= Permintaan Tertulis A =
Cetak ulang bagian artikel tentang pangan yang dimulai dari "Foto:Republika/Adhi Wicaksono" dan berakhir pada "pada masa-masa mendatang.".
= Permintaan Tertulis B =
Dalam baris-baris data pelabelan titik, tulis ulang hanya baris yang dimulai dari baris berisi "Give x and y for each instance of the mountain" dan berakhir pada baris berisi "<point>34,326</point>". Tukar "sample" dengan "template", dan biarkan bagian lainnya tetap sama.

= Sumber =
Senin 06 Oct 2014 13:00 WIB

Orang-Orang Terlupakan

Red:

Oleh: Rahmat Hadi Sucipto -- Pangan masih menjadi masalah utama bagi Indonesia. Tentu, problem pangan di Indonesia berbeda dengan yang dihadapi negara-negara lain di dunia. Bukan persoalan penduduk yang kekurangan pangan, melainkan negara ini belum mampu sepenuhnya menyediakan kebutuhan pangan secara mandiri.

Swasembada pangan masih menjadi mimpi. Dengan kebijakan, sikap, dan langkah-langkah pemerintah seperti saat ini, mustahil mimpi itu bisa berubah menjadi kenyataan.

Isu yang berkembang, Indonesia harus berdaulat dalam bidang pangan, selain juga pada sektor energi, tak sekadar mampu menjaga ketahanan pangan. Asal pemerintah serius, segalanya menjadi sebuah keniscayaan.

 

 

 

 

 

 

 

 

 

Foto:Republika/Adhi Wicaksono

Jika pemerintah terlelap, tak mustahil pula masalah Indonesia akan seperti yang dihadapi oleh negara-negara lain. Padahal, pangan juga masih menjadi masalah internasional.

Organisasi Pangan dan Pertanian (FAO) menyatakan, makin banyak orang yang meninggal dunia karena kelaparan dan malanutrisi ketimbang karena terjangkit AIDS, TBC, dan penyakit malaria. Bank Dunia pun memperkirakan produksi tanaman biji-bijian harus bisa naik hingga 50 persen dan daging 85 persen pada 2030 mendatang agar bisa memenuhi kebutuhan penduduk yang juga terus bertambah.

Pada 2009 saja krisis pangan melanda 32 negara, sementara tahun sebelumnya menimpa 36 negara. Krisis serupa bisa saja terjadi pada masa-masa mendatang.

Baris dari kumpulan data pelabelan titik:

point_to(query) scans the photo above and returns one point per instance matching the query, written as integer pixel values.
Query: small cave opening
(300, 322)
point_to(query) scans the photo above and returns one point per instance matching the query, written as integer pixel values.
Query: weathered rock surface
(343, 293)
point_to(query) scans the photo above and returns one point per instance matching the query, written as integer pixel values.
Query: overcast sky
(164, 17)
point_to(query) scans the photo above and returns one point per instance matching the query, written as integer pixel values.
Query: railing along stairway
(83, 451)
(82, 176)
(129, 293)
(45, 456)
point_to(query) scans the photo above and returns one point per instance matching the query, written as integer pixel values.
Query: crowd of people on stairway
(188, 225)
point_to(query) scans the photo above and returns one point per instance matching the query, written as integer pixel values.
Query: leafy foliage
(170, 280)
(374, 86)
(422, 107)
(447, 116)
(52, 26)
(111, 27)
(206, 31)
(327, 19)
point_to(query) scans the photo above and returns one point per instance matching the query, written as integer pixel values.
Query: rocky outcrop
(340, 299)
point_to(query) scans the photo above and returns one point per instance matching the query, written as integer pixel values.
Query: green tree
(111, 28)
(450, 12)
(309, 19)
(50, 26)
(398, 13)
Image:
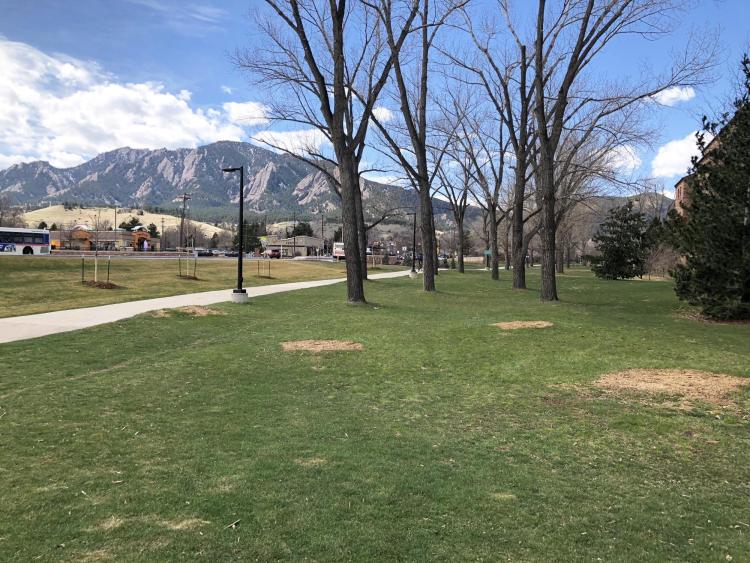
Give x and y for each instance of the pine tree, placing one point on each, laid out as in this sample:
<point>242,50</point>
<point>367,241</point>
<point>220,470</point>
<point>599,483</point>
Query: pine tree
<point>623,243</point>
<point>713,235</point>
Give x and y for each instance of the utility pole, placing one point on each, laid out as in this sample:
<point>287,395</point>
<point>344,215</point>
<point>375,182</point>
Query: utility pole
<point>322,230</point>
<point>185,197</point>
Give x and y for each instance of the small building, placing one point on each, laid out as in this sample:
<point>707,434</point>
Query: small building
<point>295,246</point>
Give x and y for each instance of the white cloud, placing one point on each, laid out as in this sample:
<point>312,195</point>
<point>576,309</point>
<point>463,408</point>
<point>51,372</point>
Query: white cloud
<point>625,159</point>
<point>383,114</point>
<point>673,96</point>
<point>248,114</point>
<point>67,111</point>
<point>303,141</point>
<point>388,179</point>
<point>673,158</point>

...

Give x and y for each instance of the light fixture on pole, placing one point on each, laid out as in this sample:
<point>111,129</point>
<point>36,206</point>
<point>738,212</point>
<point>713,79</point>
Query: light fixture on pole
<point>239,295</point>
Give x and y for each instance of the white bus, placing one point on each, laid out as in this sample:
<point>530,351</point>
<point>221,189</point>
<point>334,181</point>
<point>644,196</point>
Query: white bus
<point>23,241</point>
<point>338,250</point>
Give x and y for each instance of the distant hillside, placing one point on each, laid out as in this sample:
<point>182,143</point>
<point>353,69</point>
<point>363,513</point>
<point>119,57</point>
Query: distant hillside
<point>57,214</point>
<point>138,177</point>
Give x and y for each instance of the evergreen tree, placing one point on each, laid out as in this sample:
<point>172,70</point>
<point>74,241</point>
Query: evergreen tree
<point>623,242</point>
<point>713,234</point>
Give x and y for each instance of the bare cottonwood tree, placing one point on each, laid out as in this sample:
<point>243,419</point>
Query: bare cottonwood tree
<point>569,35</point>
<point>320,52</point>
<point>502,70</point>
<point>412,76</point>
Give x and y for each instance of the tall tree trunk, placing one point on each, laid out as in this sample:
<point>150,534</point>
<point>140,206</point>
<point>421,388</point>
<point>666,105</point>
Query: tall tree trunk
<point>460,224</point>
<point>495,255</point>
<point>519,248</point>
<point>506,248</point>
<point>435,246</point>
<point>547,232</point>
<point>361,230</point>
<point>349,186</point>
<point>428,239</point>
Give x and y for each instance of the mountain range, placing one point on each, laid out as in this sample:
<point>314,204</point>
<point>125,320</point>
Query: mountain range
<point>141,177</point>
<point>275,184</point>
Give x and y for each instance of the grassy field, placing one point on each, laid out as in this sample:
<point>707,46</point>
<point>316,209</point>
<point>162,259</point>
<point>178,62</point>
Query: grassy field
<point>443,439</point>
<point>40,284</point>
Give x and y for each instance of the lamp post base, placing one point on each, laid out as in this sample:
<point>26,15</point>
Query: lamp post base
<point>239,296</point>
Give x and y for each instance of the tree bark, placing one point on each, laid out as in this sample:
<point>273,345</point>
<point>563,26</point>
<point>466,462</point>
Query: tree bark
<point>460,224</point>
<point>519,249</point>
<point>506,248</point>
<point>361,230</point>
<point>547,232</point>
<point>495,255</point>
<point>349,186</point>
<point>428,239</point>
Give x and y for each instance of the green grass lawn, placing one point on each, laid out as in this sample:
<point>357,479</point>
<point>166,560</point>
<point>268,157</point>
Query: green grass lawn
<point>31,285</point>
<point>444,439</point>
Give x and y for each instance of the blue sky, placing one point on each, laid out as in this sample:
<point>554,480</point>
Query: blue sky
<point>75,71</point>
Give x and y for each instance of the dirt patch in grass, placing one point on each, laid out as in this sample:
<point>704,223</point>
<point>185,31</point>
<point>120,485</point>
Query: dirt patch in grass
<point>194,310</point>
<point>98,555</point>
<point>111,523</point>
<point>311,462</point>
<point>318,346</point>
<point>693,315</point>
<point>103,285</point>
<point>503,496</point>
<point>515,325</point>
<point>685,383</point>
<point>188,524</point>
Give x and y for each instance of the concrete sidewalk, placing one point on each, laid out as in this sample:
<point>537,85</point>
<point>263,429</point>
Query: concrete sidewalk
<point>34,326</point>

= Balasan A =
Foto:Republika/Adhi Wicaksono

Jika pemerintah terlelap, tak mustahil pula masalah Indonesia akan seperti yang dihadapi oleh negara-negara lain. Padahal, pangan juga masih menjadi masalah internasional.

Organisasi Pangan dan Pertanian (FAO) menyatakan, makin banyak orang yang meninggal dunia karena kelaparan dan malanutrisi ketimbang karena terjangkit AIDS, TBC, dan penyakit malaria. Bank Dunia pun memperkirakan produksi tanaman biji-bijian harus bisa naik hingga 50 persen dan daging 85 persen pada 2030 mendatang agar bisa memenuhi kebutuhan penduduk yang juga terus bertambah.

Pada 2009 saja krisis pangan melanda 32 negara, sementara tahun sebelumnya menimpa 36 negara. Krisis serupa bisa saja terjadi pada masa-masa mendatang.

= Balasan B =
Give x and y for each instance of the mountain range, placing one point on each, laid out as in this template:
<point>314,204</point>
<point>125,320</point>
Query: mountain range
<point>141,177</point>
<point>275,184</point>
Give x and y for each instance of the grassy field, placing one point on each, laid out as in this template:
<point>707,46</point>
<point>316,209</point>
<point>162,259</point>
<point>178,62</point>
Query: grassy field
<point>443,439</point>
<point>40,284</point>
Give x and y for each instance of the lamp post base, placing one point on each, laid out as in this template:
<point>26,15</point>
Query: lamp post base
<point>239,296</point>
Give x and y for each instance of the tree bark, placing one point on each, laid out as in this template:
<point>273,345</point>
<point>563,26</point>
<point>466,462</point>
Query: tree bark
<point>460,224</point>
<point>519,249</point>
<point>506,248</point>
<point>361,230</point>
<point>547,232</point>
<point>495,255</point>
<point>349,186</point>
<point>428,239</point>
Give x and y for each instance of the green grass lawn, placing one point on each, laid out as in this template:
<point>357,479</point>
<point>166,560</point>
<point>268,157</point>
Query: green grass lawn
<point>31,285</point>
<point>444,439</point>
Give x and y for each instance of the blue sky, placing one point on each, laid out as in this template:
<point>554,480</point>
Query: blue sky
<point>75,71</point>
Give x and y for each instance of the dirt patch in grass, placing one point on each, laid out as in this template:
<point>704,223</point>
<point>185,31</point>
<point>120,485</point>
Query: dirt patch in grass
<point>194,310</point>
<point>98,555</point>
<point>111,523</point>
<point>311,462</point>
<point>318,346</point>
<point>693,315</point>
<point>103,285</point>
<point>503,496</point>
<point>515,325</point>
<point>685,383</point>
<point>188,524</point>
Give x and y for each instance of the concrete sidewalk, placing one point on each, laid out as in this template:
<point>537,85</point>
<point>263,429</point>
Query: concrete sidewalk
<point>34,326</point>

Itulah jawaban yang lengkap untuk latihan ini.